▶ _What is required_:
Extend the passage about the book by Irena Haiduk and its Sirens, continuing from its final sentence.

▶ _Passage for review_:
::::::

If you open the book, which you saw in yesterday’s post (and you can see here if you missed it) balancing on people’s head in Athens (in a photograph and as a performance), as part of a darkened installation in Kassel (along with its 12 sisters), and which I held in my hand in the Wexner Store here in Columbus, Ohio (where it waited, patiently for my return), you will encounter several references to the mythical Sirens. But, perhaps lucky for you, you will not hear them. Instead, the song of the Sirens of Irena Haiduk’s work is transposed into the format of a book. For example, instead of page numbers, the book’s sections are divided into the hours, minutes and seconds of an audio track. In addition, there are some opening instructions that ask you to read with a different kind of voice:
INSTRUCTIONS: As you read, please do not use the usual voice in your head. The descriptions below are provided so that you hear the voices of the contributors instead.

::::::

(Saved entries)

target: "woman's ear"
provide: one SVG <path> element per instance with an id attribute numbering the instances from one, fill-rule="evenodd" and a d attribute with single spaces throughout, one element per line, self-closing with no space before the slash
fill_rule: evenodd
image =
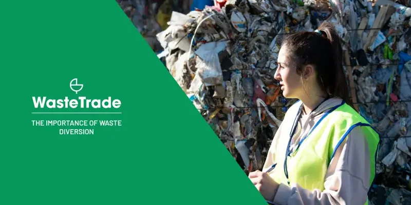
<path id="1" fill-rule="evenodd" d="M 311 76 L 314 75 L 314 66 L 311 64 L 308 64 L 303 68 L 303 73 L 302 76 L 304 79 L 308 79 Z"/>

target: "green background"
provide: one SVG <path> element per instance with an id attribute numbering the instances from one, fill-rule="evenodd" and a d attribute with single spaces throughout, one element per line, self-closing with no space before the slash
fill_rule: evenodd
<path id="1" fill-rule="evenodd" d="M 265 204 L 115 1 L 2 1 L 0 26 L 0 204 Z M 77 97 L 74 78 L 123 114 L 31 114 L 85 111 L 34 108 L 32 96 Z M 102 119 L 122 126 L 31 122 Z"/>

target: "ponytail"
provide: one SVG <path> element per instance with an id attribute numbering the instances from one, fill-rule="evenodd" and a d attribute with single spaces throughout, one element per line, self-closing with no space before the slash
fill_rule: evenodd
<path id="1" fill-rule="evenodd" d="M 342 48 L 334 25 L 325 22 L 315 32 L 303 31 L 287 36 L 282 46 L 296 64 L 297 73 L 303 66 L 315 66 L 317 81 L 331 97 L 339 97 L 352 106 L 343 67 Z"/>
<path id="2" fill-rule="evenodd" d="M 334 25 L 329 22 L 324 22 L 320 26 L 318 30 L 326 34 L 326 37 L 331 44 L 332 50 L 332 68 L 335 70 L 335 80 L 333 83 L 331 83 L 330 85 L 329 92 L 333 96 L 341 98 L 347 104 L 352 106 L 352 102 L 349 98 L 348 84 L 343 67 L 343 49 L 340 36 Z"/>

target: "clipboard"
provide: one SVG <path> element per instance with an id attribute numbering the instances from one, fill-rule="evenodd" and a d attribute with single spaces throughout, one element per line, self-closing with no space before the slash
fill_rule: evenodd
<path id="1" fill-rule="evenodd" d="M 269 205 L 276 205 L 275 203 L 274 203 L 274 202 L 272 201 L 267 201 L 267 204 Z"/>

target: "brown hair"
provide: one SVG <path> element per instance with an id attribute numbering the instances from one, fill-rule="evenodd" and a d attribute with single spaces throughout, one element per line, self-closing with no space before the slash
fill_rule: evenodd
<path id="1" fill-rule="evenodd" d="M 317 81 L 330 97 L 339 97 L 352 106 L 343 68 L 342 49 L 334 25 L 325 22 L 314 32 L 303 31 L 286 36 L 289 56 L 301 74 L 304 66 L 314 65 Z"/>

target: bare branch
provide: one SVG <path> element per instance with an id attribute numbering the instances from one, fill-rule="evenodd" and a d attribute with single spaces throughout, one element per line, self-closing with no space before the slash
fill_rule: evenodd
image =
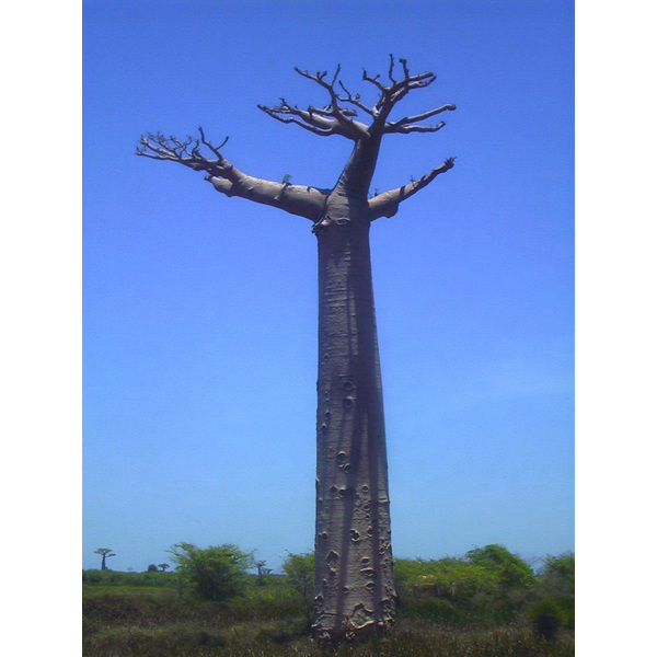
<path id="1" fill-rule="evenodd" d="M 399 132 L 400 135 L 407 135 L 408 132 L 437 132 L 442 127 L 445 127 L 443 120 L 441 120 L 439 124 L 436 124 L 435 126 L 400 126 L 396 123 L 387 123 L 383 126 L 383 131 L 387 134 Z"/>
<path id="2" fill-rule="evenodd" d="M 400 118 L 400 120 L 395 120 L 392 126 L 400 126 L 410 123 L 418 123 L 420 120 L 425 120 L 426 118 L 430 118 L 431 116 L 436 116 L 436 114 L 440 114 L 441 112 L 453 112 L 457 108 L 454 104 L 442 105 L 442 107 L 436 107 L 436 110 L 429 110 L 428 112 L 423 112 L 422 114 L 416 114 L 415 116 L 405 116 L 404 118 Z"/>
<path id="3" fill-rule="evenodd" d="M 283 117 L 278 118 L 283 120 Z M 289 118 L 292 119 L 293 117 Z M 304 127 L 311 128 L 311 126 Z M 164 137 L 161 132 L 149 134 L 141 137 L 141 148 L 137 149 L 137 154 L 153 160 L 177 162 L 194 171 L 205 171 L 208 174 L 205 180 L 226 196 L 240 196 L 316 221 L 328 194 L 326 191 L 303 185 L 274 183 L 246 175 L 228 162 L 219 150 L 226 145 L 228 137 L 216 147 L 206 139 L 203 128 L 199 128 L 199 134 L 200 140 L 188 137 L 185 141 L 175 137 Z M 201 153 L 200 145 L 206 147 L 216 159 Z"/>
<path id="4" fill-rule="evenodd" d="M 335 82 L 337 81 L 337 76 L 339 74 L 339 64 L 335 70 L 335 74 L 333 76 L 333 80 L 331 82 L 326 82 L 324 78 L 326 77 L 326 71 L 319 72 L 316 74 L 309 73 L 308 71 L 301 70 L 299 67 L 295 67 L 295 70 L 302 76 L 303 78 L 308 78 L 313 82 L 316 82 L 320 87 L 323 87 L 331 96 L 331 110 L 332 115 L 335 120 L 345 128 L 345 132 L 339 132 L 345 137 L 349 137 L 351 139 L 361 139 L 364 137 L 369 137 L 367 132 L 367 126 L 362 125 L 359 122 L 351 120 L 349 118 L 349 114 L 345 114 L 344 107 L 339 105 L 339 99 L 335 92 Z"/>
<path id="5" fill-rule="evenodd" d="M 373 107 L 368 107 L 364 102 L 361 102 L 360 100 L 360 94 L 357 93 L 356 95 L 351 95 L 350 92 L 347 90 L 347 88 L 339 82 L 339 85 L 342 88 L 342 90 L 347 94 L 346 96 L 337 96 L 337 100 L 341 103 L 350 103 L 351 105 L 356 105 L 356 107 L 358 107 L 359 110 L 362 110 L 365 113 L 369 114 L 372 118 L 377 117 L 377 111 Z M 344 110 L 343 110 L 344 112 Z"/>
<path id="6" fill-rule="evenodd" d="M 322 120 L 320 123 L 320 118 L 313 118 L 309 112 L 302 113 L 297 111 L 291 111 L 287 107 L 266 107 L 265 105 L 258 105 L 258 110 L 262 110 L 265 114 L 268 114 L 272 118 L 279 120 L 285 124 L 295 124 L 300 126 L 301 128 L 313 132 L 314 135 L 320 135 L 321 137 L 330 137 L 331 135 L 339 134 L 336 129 L 335 122 L 326 122 Z M 288 114 L 295 114 L 296 116 L 301 116 L 303 120 L 299 120 L 296 116 L 285 116 Z M 283 116 L 281 116 L 283 115 Z M 306 122 L 306 123 L 304 123 Z"/>
<path id="7" fill-rule="evenodd" d="M 379 219 L 380 217 L 392 217 L 396 214 L 400 203 L 406 200 L 406 198 L 413 196 L 429 183 L 431 183 L 438 175 L 452 169 L 454 165 L 454 158 L 447 159 L 440 166 L 429 171 L 429 173 L 423 175 L 417 181 L 412 181 L 403 187 L 396 189 L 390 189 L 383 194 L 379 194 L 373 198 L 369 199 L 370 209 L 370 221 Z"/>
<path id="8" fill-rule="evenodd" d="M 177 162 L 194 171 L 206 171 L 211 175 L 234 180 L 237 173 L 233 165 L 219 152 L 219 149 L 227 143 L 228 137 L 220 146 L 216 147 L 206 139 L 203 128 L 198 128 L 198 131 L 200 141 L 193 137 L 187 137 L 185 141 L 181 141 L 175 137 L 164 137 L 162 132 L 141 136 L 139 140 L 141 148 L 137 149 L 137 154 L 153 160 Z M 195 146 L 189 150 L 192 143 L 195 143 Z M 200 143 L 209 149 L 216 159 L 203 154 L 199 150 Z"/>

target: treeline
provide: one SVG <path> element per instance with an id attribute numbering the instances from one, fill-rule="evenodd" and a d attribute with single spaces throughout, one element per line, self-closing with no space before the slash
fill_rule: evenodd
<path id="1" fill-rule="evenodd" d="M 288 554 L 280 575 L 255 575 L 253 555 L 235 545 L 180 543 L 170 552 L 169 573 L 83 570 L 85 654 L 315 654 L 312 554 Z M 574 554 L 548 555 L 534 573 L 506 548 L 486 545 L 461 557 L 399 558 L 394 574 L 397 629 L 388 652 L 359 655 L 395 655 L 397 644 L 408 657 L 573 654 Z"/>

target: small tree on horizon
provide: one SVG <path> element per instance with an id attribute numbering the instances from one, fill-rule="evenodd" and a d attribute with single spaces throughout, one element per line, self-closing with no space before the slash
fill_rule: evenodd
<path id="1" fill-rule="evenodd" d="M 116 556 L 116 554 L 114 554 L 114 552 L 112 552 L 111 548 L 99 548 L 97 550 L 94 551 L 94 554 L 100 554 L 103 560 L 101 562 L 101 570 L 107 570 L 107 563 L 106 561 L 111 557 L 111 556 Z"/>

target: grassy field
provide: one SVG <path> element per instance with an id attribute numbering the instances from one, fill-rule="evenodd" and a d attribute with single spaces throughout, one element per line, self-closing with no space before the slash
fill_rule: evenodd
<path id="1" fill-rule="evenodd" d="M 327 650 L 310 636 L 308 595 L 286 575 L 249 576 L 209 601 L 178 573 L 83 572 L 87 657 L 566 657 L 572 574 L 487 577 L 465 560 L 396 563 L 397 622 L 387 637 Z M 562 564 L 563 565 L 563 564 Z M 470 568 L 470 569 L 469 569 Z M 574 568 L 574 558 L 573 558 Z M 488 568 L 491 570 L 491 568 Z M 445 577 L 442 577 L 445 576 Z M 442 579 L 441 579 L 442 577 Z"/>

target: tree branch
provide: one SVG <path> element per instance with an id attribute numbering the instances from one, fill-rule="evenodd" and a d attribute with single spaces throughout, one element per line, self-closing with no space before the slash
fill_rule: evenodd
<path id="1" fill-rule="evenodd" d="M 324 78 L 326 77 L 327 71 L 318 71 L 316 74 L 309 73 L 308 71 L 301 70 L 299 67 L 295 67 L 295 70 L 302 76 L 303 78 L 308 78 L 313 82 L 316 82 L 320 87 L 325 89 L 331 96 L 331 115 L 335 118 L 335 120 L 346 130 L 346 132 L 337 132 L 342 134 L 345 137 L 349 137 L 354 140 L 367 138 L 368 131 L 367 126 L 359 122 L 351 120 L 349 116 L 353 115 L 351 112 L 341 107 L 339 99 L 337 93 L 335 92 L 335 82 L 337 81 L 337 76 L 339 74 L 339 64 L 335 70 L 335 74 L 333 76 L 333 80 L 327 82 Z"/>
<path id="2" fill-rule="evenodd" d="M 228 137 L 221 146 L 216 147 L 206 139 L 203 128 L 198 130 L 200 139 L 187 137 L 185 141 L 180 141 L 175 137 L 164 137 L 161 132 L 142 136 L 141 148 L 137 149 L 137 154 L 153 160 L 176 162 L 194 171 L 205 171 L 208 174 L 205 180 L 226 196 L 240 196 L 316 221 L 326 203 L 327 191 L 275 183 L 246 175 L 235 169 L 219 150 L 226 145 Z M 201 145 L 215 158 L 204 154 L 200 151 Z"/>
<path id="3" fill-rule="evenodd" d="M 396 214 L 400 203 L 406 200 L 406 198 L 413 196 L 424 187 L 426 187 L 429 183 L 431 183 L 438 175 L 441 173 L 446 173 L 454 165 L 454 158 L 447 159 L 440 166 L 429 171 L 429 173 L 425 174 L 417 181 L 412 181 L 407 185 L 403 187 L 397 187 L 395 189 L 390 189 L 389 192 L 384 192 L 383 194 L 379 194 L 373 198 L 370 198 L 369 210 L 370 210 L 370 221 L 374 219 L 379 219 L 380 217 L 392 217 Z"/>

::::::

▶ _Expected answer_:
To explore the appearances of the Sirens in the book, here are the descriptions of the relevant voices, along with the ‘time’ when they appear:
Voice 1: A voice on the deeper end of the female pitch-spectrum, with a soft, warm tone, and an easy-going, relaxed pace. Her breathing and word accenting is unconventional, coming from a slight Nordic accent.
Voice 2: A testimonial voice of sustained pitch with a vague Eastern-European accent, often interrupted by outbursts of laughter. This alto is always on the verge of singing, accompanied by emotive pace changes.
Voice 3: A voice with a quick speaking pace and strong authoritative tone are sustained by a rich lower alto and an uneven shifting higher tone located in her upper jaw and released on a constant, even exhale.
Voice 4: A voice of unknown quality, but if you had to describe it, it would sound like Voice 3 imitating Voice 2.
00:05:25
Voice 1: According to Greek mythology, there are two ways to escape death by Sirens. The first option is to look out to sea with open eyes and with your ears plugged with wax. The second option is to tie yourself to the mast, blindfolded, and let the song wash over you as the ship sails ahead. Irena Haiduk seeks another way, drawing us closer to the Sirens.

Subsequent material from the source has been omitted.